» TEXT PASSAGE:
Parma

Markisinnan de Sade

Teatro Festival ’91

Tatsushiko Shibusawa’s biography of the Marquis de Sade led Yukio Mishima to a historical character with apparently unfathomable motives. Renée de Montreuil, de Sade’s wife and faithful long-distance companion during his lengthy imprisonment, refused to see him when he was released and sent back home. In the eighteen years he was gone, the French Revolution had taken place, and she had withdrawn to a convent. Why? Biographers, historians, and scholars have viewed this final act with either incredulous silence or inconsistent suppositions.

Provoked by this anomalous and historically marginal female character, in whom matters of the heart and of the mind seemed intimately connected, Mishima, a great admirer of Racine’s plays, as well as of the No theater, constructed an explosive drama with only female roles. It is a drama designed around an absence. De Sade, the absolute protagonist of the piece, never appears on stage. Instead, he is explored and objectified by six female characters who, each following their unshakable faith in an ideal model, comment, explain, interpret, and dissect him—absolving or condemning him and thus, indirectly, speaking of themselves. The speakers consist of three historical characters: the Marquise de Sade (conjugal fidelity and an innocence capable of crossing over into masochism); her mother (law, morality, society’s predisposition to hypocrisy and opportunism); and her sister (spontaneity and unpredictability); as well as three fantasy characters: the Baroness de Saint-Fond (carnal passions), the Baroness de Simone (religiosity), and the maid Charlotte (the popular spirit). The stage, empty of its principal actor and of any action whatsoever, becomes a slate for words.

» DATA EXCERPTS:
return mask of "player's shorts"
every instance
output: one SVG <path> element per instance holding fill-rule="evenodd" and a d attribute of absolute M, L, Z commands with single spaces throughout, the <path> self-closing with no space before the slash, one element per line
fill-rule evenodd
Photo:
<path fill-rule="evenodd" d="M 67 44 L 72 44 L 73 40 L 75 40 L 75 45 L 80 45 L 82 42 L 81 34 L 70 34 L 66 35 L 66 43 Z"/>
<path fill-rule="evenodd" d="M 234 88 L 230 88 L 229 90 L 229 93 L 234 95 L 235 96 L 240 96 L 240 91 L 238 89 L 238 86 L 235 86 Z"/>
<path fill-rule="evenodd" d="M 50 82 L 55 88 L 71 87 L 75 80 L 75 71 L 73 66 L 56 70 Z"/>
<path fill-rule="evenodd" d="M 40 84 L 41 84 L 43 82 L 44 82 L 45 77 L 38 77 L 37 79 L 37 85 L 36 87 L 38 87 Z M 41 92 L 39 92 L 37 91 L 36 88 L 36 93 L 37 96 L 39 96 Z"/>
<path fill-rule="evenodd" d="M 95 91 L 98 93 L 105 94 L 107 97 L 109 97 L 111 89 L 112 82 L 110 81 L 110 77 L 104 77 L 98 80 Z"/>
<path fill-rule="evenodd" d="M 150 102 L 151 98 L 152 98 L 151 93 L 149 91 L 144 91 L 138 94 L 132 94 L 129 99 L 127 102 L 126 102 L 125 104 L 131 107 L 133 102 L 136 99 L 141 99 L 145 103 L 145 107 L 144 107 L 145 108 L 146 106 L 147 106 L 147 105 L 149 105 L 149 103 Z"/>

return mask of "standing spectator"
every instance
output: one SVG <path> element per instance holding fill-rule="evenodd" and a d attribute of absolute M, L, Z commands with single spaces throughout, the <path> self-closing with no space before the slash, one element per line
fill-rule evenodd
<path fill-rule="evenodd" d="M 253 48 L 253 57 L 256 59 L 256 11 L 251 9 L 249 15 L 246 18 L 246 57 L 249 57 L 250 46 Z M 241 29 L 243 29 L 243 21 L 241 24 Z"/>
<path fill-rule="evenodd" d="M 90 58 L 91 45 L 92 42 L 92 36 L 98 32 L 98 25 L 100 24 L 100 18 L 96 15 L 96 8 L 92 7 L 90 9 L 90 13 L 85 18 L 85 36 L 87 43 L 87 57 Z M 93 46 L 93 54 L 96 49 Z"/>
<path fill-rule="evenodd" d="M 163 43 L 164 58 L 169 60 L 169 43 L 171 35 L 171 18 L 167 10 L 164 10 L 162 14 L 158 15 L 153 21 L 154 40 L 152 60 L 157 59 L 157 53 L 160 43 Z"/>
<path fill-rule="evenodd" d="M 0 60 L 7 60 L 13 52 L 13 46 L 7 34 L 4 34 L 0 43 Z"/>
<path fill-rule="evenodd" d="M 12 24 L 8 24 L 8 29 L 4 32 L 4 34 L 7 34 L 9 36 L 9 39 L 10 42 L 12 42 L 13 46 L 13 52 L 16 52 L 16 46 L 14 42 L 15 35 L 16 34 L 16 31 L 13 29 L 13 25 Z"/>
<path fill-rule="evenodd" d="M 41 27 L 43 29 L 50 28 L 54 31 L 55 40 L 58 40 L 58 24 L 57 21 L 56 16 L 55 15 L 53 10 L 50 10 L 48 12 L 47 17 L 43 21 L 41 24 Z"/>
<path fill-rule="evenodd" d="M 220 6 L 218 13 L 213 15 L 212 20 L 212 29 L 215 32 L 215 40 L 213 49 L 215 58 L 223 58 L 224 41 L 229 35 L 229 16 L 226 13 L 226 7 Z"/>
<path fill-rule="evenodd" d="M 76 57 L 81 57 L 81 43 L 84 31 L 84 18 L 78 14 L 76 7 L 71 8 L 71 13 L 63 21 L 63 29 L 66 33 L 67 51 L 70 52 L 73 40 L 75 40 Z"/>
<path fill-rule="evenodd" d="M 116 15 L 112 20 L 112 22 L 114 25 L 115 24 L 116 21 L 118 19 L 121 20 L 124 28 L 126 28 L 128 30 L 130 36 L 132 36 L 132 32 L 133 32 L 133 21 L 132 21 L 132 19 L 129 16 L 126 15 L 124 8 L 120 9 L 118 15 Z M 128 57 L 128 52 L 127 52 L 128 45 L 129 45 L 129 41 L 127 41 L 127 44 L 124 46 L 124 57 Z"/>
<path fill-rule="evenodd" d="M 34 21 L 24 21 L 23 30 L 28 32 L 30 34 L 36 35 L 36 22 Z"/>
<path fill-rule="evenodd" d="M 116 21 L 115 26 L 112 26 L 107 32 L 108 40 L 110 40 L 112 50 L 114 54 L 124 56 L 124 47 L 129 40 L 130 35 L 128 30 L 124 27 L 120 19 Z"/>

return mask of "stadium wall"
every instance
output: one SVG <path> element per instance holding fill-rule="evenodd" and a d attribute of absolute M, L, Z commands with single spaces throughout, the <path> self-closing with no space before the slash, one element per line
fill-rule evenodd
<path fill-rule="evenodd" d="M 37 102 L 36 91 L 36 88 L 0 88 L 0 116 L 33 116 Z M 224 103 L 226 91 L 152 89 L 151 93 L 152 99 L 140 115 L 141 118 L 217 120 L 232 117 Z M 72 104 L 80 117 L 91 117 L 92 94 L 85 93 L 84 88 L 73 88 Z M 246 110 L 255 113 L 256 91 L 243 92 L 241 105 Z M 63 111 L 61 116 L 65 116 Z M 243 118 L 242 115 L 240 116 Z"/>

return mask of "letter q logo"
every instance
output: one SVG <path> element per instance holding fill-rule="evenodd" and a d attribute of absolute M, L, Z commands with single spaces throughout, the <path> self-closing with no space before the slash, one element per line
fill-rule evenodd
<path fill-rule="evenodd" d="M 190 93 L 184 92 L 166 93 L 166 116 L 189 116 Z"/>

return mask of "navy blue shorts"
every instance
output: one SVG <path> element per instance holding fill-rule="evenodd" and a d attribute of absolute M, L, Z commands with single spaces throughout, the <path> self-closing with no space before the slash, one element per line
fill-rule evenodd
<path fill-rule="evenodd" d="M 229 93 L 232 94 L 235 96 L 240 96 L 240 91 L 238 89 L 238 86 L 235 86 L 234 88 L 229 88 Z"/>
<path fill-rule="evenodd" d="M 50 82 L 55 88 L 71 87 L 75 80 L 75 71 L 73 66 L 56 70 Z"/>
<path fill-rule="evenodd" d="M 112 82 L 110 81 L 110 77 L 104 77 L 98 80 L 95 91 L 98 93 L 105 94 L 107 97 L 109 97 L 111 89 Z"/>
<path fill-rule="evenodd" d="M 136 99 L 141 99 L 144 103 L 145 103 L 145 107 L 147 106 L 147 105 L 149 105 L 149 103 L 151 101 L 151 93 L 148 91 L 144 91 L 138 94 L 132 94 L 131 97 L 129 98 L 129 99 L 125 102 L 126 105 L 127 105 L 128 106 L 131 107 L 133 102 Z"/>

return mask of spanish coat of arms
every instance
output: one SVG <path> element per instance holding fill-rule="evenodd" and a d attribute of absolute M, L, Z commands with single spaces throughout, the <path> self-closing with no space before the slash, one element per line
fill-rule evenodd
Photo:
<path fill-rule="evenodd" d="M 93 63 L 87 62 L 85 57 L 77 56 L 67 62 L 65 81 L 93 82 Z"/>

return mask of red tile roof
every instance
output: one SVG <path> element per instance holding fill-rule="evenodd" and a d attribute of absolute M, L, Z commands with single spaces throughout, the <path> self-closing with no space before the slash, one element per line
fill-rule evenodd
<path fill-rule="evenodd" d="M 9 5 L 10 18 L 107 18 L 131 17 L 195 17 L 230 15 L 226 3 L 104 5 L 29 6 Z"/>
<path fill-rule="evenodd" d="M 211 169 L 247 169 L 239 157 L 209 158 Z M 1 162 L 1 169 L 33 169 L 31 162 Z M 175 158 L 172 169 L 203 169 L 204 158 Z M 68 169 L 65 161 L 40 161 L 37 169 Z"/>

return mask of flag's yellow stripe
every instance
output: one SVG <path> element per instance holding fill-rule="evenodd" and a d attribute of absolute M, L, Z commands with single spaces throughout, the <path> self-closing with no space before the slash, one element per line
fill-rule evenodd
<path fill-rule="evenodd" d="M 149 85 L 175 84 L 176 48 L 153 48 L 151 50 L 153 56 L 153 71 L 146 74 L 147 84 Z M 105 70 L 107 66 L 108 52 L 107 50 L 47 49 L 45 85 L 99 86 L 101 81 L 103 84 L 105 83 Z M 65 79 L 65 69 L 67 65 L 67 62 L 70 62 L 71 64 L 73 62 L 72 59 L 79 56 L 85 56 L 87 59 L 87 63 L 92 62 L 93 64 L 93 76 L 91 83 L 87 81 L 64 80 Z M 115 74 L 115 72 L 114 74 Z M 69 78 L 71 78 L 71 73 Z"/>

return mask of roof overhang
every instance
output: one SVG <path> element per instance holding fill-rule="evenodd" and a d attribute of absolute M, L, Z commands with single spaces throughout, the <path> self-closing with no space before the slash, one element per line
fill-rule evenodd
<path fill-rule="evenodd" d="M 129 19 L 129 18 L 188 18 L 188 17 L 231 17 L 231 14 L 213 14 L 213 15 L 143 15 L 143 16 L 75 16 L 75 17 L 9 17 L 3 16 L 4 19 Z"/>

» WORK ORDER: In the text about Mishima's play, which character stands for religiosity?

» TASK RESULT: The Baroness de Simone.